■ Problem to work on
Extract the listing in its entirety, keeping each line identical to the original.

Object location annotation data:
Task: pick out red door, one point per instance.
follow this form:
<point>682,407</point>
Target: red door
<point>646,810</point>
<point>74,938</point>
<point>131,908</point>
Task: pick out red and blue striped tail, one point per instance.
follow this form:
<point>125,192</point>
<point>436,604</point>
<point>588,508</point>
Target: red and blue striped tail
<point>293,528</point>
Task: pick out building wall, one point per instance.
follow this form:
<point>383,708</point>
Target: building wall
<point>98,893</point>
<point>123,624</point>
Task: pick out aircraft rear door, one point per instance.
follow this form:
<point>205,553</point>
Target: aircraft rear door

■ Written answer
Task: pick out red door, one point per instance.
follow this form:
<point>682,407</point>
Target: red door
<point>646,810</point>
<point>74,938</point>
<point>131,908</point>
Task: pick out red and blue striped tail, one point per instance.
follow this form:
<point>125,192</point>
<point>436,604</point>
<point>588,508</point>
Target: red and blue striped tail
<point>293,528</point>
Task: pick out building wall, one point per instance.
follow this form:
<point>383,708</point>
Target: building wall
<point>98,893</point>
<point>123,624</point>
Task: pick out aircraft rear door, one point per instance.
follow this form:
<point>205,553</point>
Target: aircraft rear door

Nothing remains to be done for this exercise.